_Data excerpts_:
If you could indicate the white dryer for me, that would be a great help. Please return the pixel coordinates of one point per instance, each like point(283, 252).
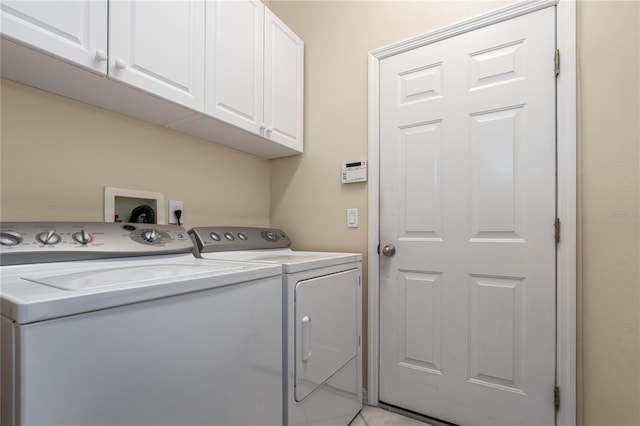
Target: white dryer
point(322, 325)
point(114, 324)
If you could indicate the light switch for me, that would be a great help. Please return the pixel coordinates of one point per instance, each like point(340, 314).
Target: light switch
point(352, 218)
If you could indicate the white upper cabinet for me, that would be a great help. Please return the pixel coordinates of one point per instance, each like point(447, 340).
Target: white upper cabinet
point(254, 71)
point(234, 62)
point(228, 71)
point(283, 86)
point(75, 31)
point(158, 47)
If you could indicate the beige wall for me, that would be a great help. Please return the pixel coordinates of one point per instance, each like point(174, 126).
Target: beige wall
point(57, 155)
point(609, 48)
point(307, 197)
point(309, 201)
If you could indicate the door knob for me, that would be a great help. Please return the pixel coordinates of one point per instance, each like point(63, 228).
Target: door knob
point(389, 250)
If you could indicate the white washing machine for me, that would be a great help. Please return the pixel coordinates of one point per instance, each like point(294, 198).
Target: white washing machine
point(118, 324)
point(322, 295)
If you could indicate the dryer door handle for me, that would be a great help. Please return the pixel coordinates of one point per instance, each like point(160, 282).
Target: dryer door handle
point(306, 338)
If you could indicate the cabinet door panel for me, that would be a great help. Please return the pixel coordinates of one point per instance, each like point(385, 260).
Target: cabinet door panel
point(284, 61)
point(234, 62)
point(159, 47)
point(72, 30)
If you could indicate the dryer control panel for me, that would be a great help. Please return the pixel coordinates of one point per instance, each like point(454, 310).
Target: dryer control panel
point(40, 242)
point(230, 238)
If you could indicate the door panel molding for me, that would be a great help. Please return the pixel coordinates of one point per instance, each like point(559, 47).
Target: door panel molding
point(566, 204)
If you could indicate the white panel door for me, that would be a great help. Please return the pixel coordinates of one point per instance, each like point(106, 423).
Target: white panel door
point(73, 30)
point(284, 68)
point(467, 178)
point(234, 62)
point(158, 47)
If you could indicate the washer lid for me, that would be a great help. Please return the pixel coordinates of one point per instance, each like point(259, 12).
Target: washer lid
point(47, 291)
point(292, 261)
point(131, 275)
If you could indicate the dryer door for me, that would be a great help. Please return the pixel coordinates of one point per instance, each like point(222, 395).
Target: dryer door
point(326, 328)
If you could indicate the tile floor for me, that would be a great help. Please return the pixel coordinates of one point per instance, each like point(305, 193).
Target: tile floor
point(374, 416)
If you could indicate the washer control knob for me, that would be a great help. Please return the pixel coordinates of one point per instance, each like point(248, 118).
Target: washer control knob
point(270, 236)
point(150, 236)
point(83, 237)
point(10, 239)
point(48, 237)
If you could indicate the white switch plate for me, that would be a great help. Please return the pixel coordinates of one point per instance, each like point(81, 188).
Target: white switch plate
point(173, 206)
point(352, 218)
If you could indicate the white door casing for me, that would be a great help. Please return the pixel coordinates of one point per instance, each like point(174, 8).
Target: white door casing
point(467, 196)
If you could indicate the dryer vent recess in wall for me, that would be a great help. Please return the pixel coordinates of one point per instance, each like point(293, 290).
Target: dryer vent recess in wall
point(123, 205)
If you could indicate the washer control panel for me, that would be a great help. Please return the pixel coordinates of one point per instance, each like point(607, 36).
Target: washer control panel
point(221, 238)
point(38, 242)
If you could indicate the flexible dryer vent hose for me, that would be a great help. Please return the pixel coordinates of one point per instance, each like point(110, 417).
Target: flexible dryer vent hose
point(147, 211)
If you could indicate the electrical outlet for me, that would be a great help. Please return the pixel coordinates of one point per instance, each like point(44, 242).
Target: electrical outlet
point(173, 206)
point(352, 218)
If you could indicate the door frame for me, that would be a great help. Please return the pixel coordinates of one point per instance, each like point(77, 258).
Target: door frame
point(566, 181)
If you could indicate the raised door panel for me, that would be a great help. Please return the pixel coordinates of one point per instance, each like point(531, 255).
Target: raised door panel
point(72, 30)
point(284, 73)
point(158, 47)
point(234, 62)
point(467, 197)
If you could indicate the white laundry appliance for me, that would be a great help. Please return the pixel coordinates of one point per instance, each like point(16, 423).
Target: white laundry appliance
point(118, 324)
point(321, 320)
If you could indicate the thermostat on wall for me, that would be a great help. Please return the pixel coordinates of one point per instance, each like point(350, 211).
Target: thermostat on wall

_Exercise goal_:
Lines from the entries that contain the string "thermostat" are what must be copied.

_Result for this task_:
If you could indicate the thermostat on wall for me, that would be a great help. Please return the pixel coordinates of one point per instance, each like point(350, 211).
Target: thermostat on wall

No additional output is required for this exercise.